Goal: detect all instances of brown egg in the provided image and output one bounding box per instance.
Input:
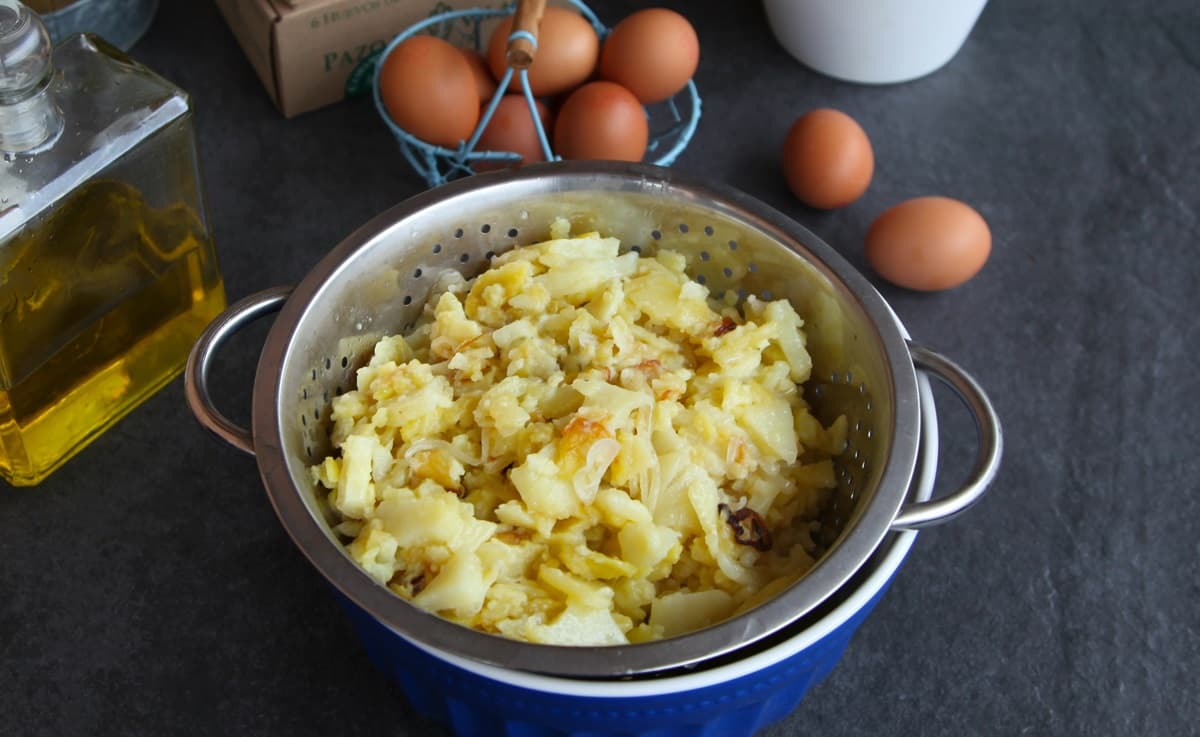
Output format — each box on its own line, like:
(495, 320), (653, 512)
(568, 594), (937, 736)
(600, 7), (700, 104)
(379, 36), (479, 148)
(782, 108), (875, 210)
(472, 95), (551, 172)
(554, 82), (650, 161)
(460, 48), (496, 102)
(866, 197), (991, 292)
(487, 6), (600, 97)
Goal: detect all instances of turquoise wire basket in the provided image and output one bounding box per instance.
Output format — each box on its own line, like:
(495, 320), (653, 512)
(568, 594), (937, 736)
(371, 0), (701, 187)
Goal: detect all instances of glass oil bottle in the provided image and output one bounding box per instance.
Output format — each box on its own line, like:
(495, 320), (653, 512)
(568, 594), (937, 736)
(0, 0), (224, 485)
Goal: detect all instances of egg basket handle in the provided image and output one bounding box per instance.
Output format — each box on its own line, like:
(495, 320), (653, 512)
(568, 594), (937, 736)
(184, 287), (292, 455)
(504, 0), (546, 70)
(892, 342), (1004, 531)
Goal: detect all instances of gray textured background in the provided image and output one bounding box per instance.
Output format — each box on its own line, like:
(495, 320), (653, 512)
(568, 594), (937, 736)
(0, 0), (1200, 737)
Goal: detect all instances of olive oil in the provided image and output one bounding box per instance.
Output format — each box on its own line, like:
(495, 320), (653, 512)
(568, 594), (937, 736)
(0, 7), (224, 485)
(0, 182), (224, 484)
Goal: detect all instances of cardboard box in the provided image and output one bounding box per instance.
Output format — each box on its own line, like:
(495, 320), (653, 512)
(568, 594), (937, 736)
(216, 0), (487, 118)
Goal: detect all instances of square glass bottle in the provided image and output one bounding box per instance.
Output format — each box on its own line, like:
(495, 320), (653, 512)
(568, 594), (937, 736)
(0, 0), (224, 485)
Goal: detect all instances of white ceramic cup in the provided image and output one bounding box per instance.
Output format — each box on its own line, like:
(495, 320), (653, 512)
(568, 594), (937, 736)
(763, 0), (988, 84)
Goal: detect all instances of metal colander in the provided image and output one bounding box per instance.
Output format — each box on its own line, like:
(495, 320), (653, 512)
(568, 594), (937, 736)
(186, 162), (1000, 678)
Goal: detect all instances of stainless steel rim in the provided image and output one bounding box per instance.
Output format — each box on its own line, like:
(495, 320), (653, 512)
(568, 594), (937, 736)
(252, 162), (920, 678)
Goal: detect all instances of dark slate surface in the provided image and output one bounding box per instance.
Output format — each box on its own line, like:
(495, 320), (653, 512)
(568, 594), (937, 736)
(0, 0), (1200, 737)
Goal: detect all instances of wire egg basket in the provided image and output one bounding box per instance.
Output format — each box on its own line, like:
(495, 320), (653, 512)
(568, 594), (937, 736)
(371, 0), (701, 187)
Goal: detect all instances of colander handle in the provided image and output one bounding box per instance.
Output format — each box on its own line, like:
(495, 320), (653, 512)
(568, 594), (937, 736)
(184, 287), (292, 455)
(892, 342), (1004, 529)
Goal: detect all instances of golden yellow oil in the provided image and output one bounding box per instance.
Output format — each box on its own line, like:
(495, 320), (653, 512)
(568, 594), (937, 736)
(0, 181), (224, 486)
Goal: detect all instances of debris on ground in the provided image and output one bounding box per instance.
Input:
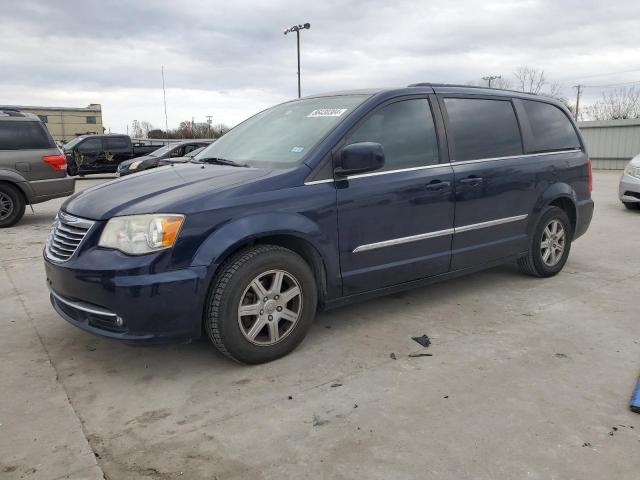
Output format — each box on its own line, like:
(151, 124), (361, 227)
(313, 415), (329, 427)
(411, 335), (431, 348)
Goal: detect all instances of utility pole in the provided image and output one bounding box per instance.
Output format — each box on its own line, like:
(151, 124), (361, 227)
(482, 75), (502, 88)
(574, 84), (584, 122)
(207, 115), (213, 138)
(161, 65), (169, 138)
(284, 23), (311, 98)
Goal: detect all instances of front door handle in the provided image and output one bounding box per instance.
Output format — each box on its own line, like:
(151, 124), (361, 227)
(460, 177), (483, 187)
(426, 180), (451, 192)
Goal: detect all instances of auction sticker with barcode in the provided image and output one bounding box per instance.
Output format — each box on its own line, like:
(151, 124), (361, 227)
(307, 108), (347, 118)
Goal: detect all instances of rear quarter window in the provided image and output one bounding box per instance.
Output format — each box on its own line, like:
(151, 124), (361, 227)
(0, 122), (55, 150)
(522, 100), (580, 152)
(444, 98), (523, 161)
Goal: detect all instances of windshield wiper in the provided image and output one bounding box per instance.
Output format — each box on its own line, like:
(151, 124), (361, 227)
(196, 157), (249, 167)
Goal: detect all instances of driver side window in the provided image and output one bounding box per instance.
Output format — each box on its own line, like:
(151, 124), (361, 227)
(346, 99), (439, 170)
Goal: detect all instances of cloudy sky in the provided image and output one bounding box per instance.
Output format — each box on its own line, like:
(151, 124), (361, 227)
(0, 0), (640, 132)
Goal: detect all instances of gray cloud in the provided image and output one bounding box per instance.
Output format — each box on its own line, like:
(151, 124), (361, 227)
(0, 0), (640, 131)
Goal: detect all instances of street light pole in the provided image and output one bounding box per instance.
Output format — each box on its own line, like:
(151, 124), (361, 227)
(284, 23), (311, 98)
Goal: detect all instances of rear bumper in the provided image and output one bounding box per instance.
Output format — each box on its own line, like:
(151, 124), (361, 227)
(45, 257), (207, 343)
(573, 199), (594, 240)
(20, 176), (76, 204)
(618, 173), (640, 203)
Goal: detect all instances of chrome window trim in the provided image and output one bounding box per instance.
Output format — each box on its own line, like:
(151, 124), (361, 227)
(49, 288), (118, 318)
(353, 214), (529, 253)
(304, 148), (583, 185)
(451, 148), (582, 165)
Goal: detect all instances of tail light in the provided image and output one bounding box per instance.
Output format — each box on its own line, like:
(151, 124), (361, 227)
(42, 155), (67, 170)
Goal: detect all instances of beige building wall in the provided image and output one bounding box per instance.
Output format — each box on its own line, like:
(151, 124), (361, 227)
(4, 103), (104, 142)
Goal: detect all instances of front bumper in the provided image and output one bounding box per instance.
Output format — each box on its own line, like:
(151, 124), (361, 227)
(618, 173), (640, 203)
(45, 250), (208, 343)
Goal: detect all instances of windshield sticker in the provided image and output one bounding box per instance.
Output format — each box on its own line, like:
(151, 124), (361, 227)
(307, 108), (348, 118)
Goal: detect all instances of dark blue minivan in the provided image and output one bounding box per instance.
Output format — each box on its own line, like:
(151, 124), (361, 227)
(44, 83), (593, 363)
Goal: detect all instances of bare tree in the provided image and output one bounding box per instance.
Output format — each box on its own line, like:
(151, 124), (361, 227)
(586, 87), (640, 120)
(513, 66), (547, 94)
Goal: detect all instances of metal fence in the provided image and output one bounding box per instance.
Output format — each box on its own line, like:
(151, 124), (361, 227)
(578, 118), (640, 170)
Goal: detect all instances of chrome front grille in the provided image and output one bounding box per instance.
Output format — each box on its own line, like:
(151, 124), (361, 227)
(45, 212), (95, 262)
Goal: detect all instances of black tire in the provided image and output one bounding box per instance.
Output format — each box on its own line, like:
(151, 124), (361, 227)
(0, 183), (25, 228)
(518, 206), (573, 277)
(204, 245), (318, 364)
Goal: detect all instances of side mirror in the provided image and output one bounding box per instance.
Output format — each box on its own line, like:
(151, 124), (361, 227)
(335, 142), (384, 176)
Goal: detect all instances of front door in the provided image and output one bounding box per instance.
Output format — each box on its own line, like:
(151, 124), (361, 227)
(336, 98), (454, 295)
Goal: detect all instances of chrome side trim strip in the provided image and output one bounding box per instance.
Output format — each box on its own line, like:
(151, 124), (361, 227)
(304, 148), (582, 185)
(454, 214), (529, 233)
(353, 214), (529, 253)
(304, 178), (334, 185)
(345, 163), (451, 180)
(49, 288), (118, 318)
(353, 228), (454, 253)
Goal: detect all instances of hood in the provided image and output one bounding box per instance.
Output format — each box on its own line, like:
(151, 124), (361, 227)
(62, 163), (271, 220)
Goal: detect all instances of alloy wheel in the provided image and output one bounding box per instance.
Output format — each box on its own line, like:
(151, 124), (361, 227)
(540, 219), (567, 267)
(0, 192), (13, 220)
(238, 270), (302, 346)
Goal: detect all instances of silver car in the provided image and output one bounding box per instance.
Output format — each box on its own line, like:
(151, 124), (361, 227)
(619, 154), (640, 210)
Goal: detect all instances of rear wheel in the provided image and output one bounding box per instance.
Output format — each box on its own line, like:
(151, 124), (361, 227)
(204, 245), (317, 364)
(0, 183), (25, 228)
(518, 206), (573, 277)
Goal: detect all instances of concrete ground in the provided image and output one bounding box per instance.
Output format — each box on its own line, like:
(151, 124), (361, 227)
(0, 172), (640, 480)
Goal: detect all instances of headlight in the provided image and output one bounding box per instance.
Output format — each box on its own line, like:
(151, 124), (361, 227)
(98, 213), (184, 255)
(624, 164), (640, 178)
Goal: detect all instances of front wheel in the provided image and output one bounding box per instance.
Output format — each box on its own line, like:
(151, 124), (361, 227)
(518, 206), (573, 277)
(204, 245), (318, 364)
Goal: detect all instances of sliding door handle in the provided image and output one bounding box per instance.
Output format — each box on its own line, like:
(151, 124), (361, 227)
(425, 180), (451, 192)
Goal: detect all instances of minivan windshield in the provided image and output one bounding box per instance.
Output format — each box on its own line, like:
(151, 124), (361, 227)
(195, 94), (369, 168)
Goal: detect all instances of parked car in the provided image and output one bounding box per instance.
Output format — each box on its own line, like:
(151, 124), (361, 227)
(158, 145), (208, 167)
(64, 134), (158, 175)
(117, 140), (211, 176)
(618, 154), (640, 210)
(44, 84), (593, 363)
(0, 108), (75, 228)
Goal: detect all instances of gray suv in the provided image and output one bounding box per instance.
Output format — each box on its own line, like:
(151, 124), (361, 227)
(0, 107), (75, 228)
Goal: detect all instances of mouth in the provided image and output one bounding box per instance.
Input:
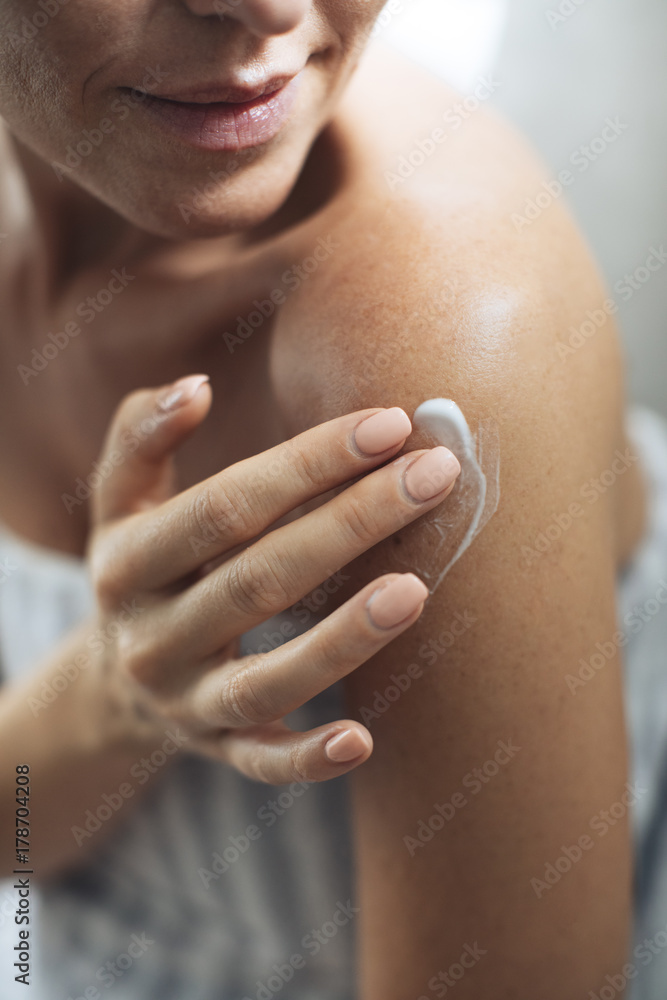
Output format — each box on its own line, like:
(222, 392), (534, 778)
(126, 73), (302, 152)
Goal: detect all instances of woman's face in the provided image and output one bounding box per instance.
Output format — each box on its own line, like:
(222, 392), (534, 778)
(0, 0), (385, 239)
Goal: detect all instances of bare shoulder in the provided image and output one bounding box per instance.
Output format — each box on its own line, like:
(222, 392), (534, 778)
(272, 47), (630, 1000)
(274, 46), (623, 480)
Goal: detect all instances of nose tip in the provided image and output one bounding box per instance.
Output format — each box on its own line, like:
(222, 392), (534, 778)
(184, 0), (310, 37)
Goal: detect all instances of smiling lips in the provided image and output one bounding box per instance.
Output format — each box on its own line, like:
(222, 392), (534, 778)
(143, 74), (301, 151)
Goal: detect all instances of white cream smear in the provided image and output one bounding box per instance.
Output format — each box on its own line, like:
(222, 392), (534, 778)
(394, 399), (500, 593)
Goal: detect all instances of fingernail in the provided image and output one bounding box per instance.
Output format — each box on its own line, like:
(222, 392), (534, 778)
(157, 375), (209, 413)
(403, 445), (461, 502)
(366, 573), (428, 628)
(354, 406), (412, 455)
(324, 729), (369, 764)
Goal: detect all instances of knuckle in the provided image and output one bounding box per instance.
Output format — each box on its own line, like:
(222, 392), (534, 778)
(290, 447), (331, 492)
(221, 664), (279, 727)
(227, 551), (290, 614)
(339, 496), (382, 548)
(192, 477), (254, 539)
(88, 533), (125, 611)
(116, 626), (157, 688)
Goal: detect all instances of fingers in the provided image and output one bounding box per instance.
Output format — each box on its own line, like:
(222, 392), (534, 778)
(98, 407), (412, 590)
(152, 446), (461, 663)
(199, 719), (373, 785)
(186, 573), (428, 729)
(92, 375), (212, 525)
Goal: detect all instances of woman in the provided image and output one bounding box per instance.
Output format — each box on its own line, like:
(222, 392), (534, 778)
(0, 0), (645, 1000)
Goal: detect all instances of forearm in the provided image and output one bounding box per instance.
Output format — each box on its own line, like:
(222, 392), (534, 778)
(0, 621), (182, 878)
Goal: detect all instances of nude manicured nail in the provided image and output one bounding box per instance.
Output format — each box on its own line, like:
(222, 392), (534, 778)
(403, 445), (461, 501)
(366, 573), (428, 628)
(354, 406), (412, 455)
(157, 375), (209, 413)
(324, 729), (369, 764)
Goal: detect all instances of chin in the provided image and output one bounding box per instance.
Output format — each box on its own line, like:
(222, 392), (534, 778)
(85, 154), (302, 241)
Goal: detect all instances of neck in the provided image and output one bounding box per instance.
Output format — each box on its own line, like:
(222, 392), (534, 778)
(8, 118), (342, 283)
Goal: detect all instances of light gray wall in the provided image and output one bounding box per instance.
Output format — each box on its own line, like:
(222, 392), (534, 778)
(494, 0), (667, 416)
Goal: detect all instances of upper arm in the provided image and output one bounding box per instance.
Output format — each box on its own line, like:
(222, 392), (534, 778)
(270, 188), (630, 1000)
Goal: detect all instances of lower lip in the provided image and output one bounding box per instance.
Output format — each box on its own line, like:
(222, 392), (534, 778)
(136, 74), (300, 151)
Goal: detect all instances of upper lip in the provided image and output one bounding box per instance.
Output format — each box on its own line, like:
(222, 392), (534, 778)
(139, 73), (296, 104)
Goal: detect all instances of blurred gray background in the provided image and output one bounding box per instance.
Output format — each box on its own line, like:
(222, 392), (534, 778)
(382, 0), (667, 416)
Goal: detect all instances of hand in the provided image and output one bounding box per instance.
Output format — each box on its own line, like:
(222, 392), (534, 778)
(87, 376), (460, 784)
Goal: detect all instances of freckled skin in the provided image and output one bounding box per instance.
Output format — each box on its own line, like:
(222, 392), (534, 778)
(0, 0), (642, 1000)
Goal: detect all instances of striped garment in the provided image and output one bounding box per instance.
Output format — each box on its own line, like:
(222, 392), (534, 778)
(0, 411), (667, 1000)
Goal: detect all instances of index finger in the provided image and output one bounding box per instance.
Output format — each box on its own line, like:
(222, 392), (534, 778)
(98, 407), (412, 590)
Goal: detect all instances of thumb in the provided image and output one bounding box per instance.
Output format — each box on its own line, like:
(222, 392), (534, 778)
(91, 375), (212, 526)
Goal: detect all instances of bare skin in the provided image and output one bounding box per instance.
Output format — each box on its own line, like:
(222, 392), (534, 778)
(0, 3), (643, 1000)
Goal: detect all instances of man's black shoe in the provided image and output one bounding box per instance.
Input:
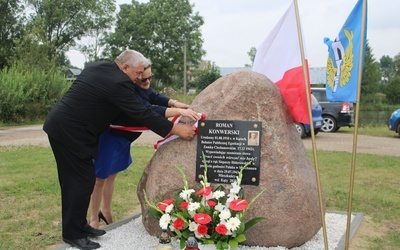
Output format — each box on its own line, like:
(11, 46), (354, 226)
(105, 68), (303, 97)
(63, 238), (100, 250)
(83, 224), (106, 237)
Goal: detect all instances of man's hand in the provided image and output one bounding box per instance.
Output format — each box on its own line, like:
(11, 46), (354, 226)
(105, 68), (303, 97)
(179, 109), (201, 121)
(170, 123), (196, 140)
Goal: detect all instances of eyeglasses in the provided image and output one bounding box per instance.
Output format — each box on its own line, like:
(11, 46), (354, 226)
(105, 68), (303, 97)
(142, 76), (153, 83)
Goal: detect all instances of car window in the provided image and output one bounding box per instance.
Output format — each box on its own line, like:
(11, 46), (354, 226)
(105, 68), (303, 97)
(311, 94), (319, 106)
(311, 89), (328, 102)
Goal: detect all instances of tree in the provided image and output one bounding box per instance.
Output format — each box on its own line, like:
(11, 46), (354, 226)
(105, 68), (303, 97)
(385, 75), (400, 104)
(393, 53), (400, 75)
(193, 62), (221, 90)
(0, 0), (23, 69)
(77, 1), (116, 65)
(244, 47), (257, 68)
(361, 42), (381, 103)
(106, 0), (205, 86)
(27, 0), (115, 63)
(380, 55), (396, 83)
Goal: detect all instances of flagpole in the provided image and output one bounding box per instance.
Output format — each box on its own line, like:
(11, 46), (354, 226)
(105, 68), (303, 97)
(345, 0), (367, 250)
(293, 0), (328, 250)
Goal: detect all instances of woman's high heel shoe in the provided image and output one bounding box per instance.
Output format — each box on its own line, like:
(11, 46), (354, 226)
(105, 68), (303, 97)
(99, 211), (109, 225)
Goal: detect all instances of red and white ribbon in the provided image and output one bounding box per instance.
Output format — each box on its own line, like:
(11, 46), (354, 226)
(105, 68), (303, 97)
(110, 113), (206, 150)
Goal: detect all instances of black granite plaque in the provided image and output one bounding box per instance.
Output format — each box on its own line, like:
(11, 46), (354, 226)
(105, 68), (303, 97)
(196, 120), (261, 186)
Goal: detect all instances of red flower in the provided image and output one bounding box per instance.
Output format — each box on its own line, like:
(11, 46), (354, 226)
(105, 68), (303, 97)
(179, 201), (189, 210)
(158, 199), (174, 211)
(197, 225), (208, 235)
(215, 224), (228, 235)
(193, 213), (211, 225)
(207, 200), (217, 207)
(174, 218), (185, 230)
(197, 186), (212, 196)
(229, 199), (249, 211)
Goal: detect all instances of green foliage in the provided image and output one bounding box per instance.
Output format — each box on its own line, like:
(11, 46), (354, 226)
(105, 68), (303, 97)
(244, 47), (257, 68)
(386, 75), (400, 104)
(0, 0), (23, 69)
(21, 0), (115, 66)
(361, 42), (381, 103)
(0, 64), (69, 123)
(190, 62), (221, 90)
(106, 0), (205, 87)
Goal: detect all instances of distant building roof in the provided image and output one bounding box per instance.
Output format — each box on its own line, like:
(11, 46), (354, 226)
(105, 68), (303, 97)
(66, 68), (82, 81)
(219, 67), (326, 84)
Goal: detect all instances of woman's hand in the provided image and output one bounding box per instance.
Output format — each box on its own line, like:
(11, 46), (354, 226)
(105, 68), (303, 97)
(179, 109), (201, 121)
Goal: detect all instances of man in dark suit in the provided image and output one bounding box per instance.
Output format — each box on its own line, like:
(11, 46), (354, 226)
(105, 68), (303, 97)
(43, 50), (195, 249)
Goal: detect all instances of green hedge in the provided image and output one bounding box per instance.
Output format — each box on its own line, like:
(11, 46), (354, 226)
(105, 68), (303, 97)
(0, 65), (70, 123)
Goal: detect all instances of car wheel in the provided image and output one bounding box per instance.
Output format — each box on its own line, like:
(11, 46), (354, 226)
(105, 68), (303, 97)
(321, 116), (336, 133)
(294, 122), (306, 138)
(306, 128), (319, 136)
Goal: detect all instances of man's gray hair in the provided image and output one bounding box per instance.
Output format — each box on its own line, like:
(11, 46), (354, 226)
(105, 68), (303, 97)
(115, 49), (151, 68)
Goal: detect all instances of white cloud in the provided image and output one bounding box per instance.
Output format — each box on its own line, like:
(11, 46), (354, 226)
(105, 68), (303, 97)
(70, 0), (400, 67)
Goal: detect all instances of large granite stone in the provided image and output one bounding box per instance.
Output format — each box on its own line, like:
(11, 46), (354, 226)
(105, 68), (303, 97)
(137, 70), (321, 248)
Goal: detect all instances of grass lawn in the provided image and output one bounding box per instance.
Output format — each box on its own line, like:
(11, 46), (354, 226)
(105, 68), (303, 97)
(0, 146), (400, 249)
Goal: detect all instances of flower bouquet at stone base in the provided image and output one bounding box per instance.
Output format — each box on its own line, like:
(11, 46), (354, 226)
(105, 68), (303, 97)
(143, 154), (265, 250)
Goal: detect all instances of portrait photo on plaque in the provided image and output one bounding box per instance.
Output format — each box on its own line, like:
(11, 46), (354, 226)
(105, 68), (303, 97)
(196, 120), (262, 186)
(247, 130), (260, 146)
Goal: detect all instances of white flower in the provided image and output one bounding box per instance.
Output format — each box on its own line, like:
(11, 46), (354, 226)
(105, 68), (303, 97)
(214, 202), (225, 212)
(213, 190), (225, 199)
(188, 202), (200, 212)
(179, 189), (195, 201)
(189, 221), (198, 232)
(230, 181), (241, 194)
(165, 203), (174, 214)
(160, 214), (171, 229)
(226, 193), (239, 206)
(219, 209), (231, 221)
(226, 217), (241, 232)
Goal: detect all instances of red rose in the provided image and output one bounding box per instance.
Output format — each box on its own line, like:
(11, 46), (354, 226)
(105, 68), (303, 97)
(193, 213), (211, 225)
(229, 199), (249, 211)
(158, 199), (174, 212)
(215, 224), (228, 235)
(179, 201), (189, 210)
(197, 225), (208, 235)
(174, 218), (185, 230)
(197, 186), (212, 196)
(207, 200), (217, 207)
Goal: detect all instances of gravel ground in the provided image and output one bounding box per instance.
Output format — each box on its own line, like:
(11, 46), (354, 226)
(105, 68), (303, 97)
(0, 125), (400, 250)
(60, 213), (361, 250)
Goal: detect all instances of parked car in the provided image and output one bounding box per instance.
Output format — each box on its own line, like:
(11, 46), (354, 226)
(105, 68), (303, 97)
(294, 94), (324, 138)
(311, 88), (354, 132)
(389, 109), (400, 136)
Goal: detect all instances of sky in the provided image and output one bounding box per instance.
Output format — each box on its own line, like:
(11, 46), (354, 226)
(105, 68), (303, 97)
(68, 0), (400, 68)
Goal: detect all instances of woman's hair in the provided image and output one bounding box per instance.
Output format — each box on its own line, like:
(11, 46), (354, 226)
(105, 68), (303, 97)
(115, 49), (151, 68)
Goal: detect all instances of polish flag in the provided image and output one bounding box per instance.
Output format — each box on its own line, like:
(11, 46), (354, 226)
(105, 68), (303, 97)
(253, 3), (310, 124)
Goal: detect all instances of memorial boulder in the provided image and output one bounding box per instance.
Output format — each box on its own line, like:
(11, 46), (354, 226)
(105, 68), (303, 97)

------------------------------

Given task ▸ Render the stretch from the line containing "Goal: detect all instances of metal fence" through the line containing "(335, 142), (384, 176)" as a numbered list, one line per entry, with blank lines left out.

Solved exercise ▸
1. Goal: detect all instances of metal fence in the provided image and output one bounding box per instance.
2. Output format — each box on its own line, like:
3. (151, 124), (361, 227)
4. (578, 118), (640, 170)
5. Goal: detect all instances of chrome front grille in the provided image and output one bounding box per instance.
6. Output format — each box on its own line, like:
7. (151, 124), (361, 227)
8. (45, 212), (95, 262)
9. Goal: detect all instances of black tire in the provided image and output one bounding box per instance.
10. Output format — each box on its own line, like:
11. (151, 124), (361, 227)
12. (0, 183), (25, 228)
13. (518, 206), (573, 277)
14. (204, 245), (318, 364)
15. Goal: detect all instances of side mirror in the provided image and output one bounding box per instance.
16. Output format — each box on its own line, like:
17. (151, 124), (361, 227)
18. (335, 142), (384, 176)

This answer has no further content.